··· DATA TO PROCESS ···

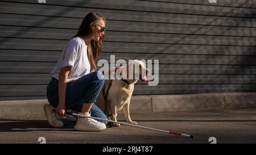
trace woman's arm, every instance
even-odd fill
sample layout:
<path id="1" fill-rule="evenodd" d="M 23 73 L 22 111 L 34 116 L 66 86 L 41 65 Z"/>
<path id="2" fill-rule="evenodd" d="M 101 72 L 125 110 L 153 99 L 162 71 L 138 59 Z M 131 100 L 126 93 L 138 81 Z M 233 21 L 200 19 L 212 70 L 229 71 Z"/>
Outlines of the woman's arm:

···
··· DATA TO PROCESS ···

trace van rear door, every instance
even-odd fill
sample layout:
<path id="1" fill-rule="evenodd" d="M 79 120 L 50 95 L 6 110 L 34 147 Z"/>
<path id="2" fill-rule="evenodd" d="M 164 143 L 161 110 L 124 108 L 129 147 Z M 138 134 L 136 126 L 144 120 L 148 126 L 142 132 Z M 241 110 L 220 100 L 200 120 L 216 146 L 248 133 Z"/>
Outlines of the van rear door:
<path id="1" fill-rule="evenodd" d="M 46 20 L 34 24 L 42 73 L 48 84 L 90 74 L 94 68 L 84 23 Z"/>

···

• _WHAT IS REQUIRED_
Rewrite the lines from the one containing "trace van rear door, every instance" through the one containing "46 20 L 34 24" as a two-column CSV with the columns request and outline, one row per request. Put each value in a single quoted field and replace its line breaks with spaces.

• _SOLUTION BELOW_
request,outline
"trace van rear door, every instance even-odd fill sample layout: <path id=""1"" fill-rule=""evenodd"" d=""M 79 120 L 50 95 L 6 110 L 34 147 Z""/> <path id=""2"" fill-rule=""evenodd"" d=""M 164 143 L 161 110 L 124 108 L 129 147 Z M 138 134 L 136 126 L 144 120 L 148 126 L 142 132 Z M 241 110 L 220 100 L 200 120 L 216 146 L 248 133 Z""/> Outlines of the van rear door:","<path id=""1"" fill-rule=""evenodd"" d=""M 46 20 L 34 24 L 42 73 L 48 84 L 90 74 L 94 68 L 84 23 Z""/>"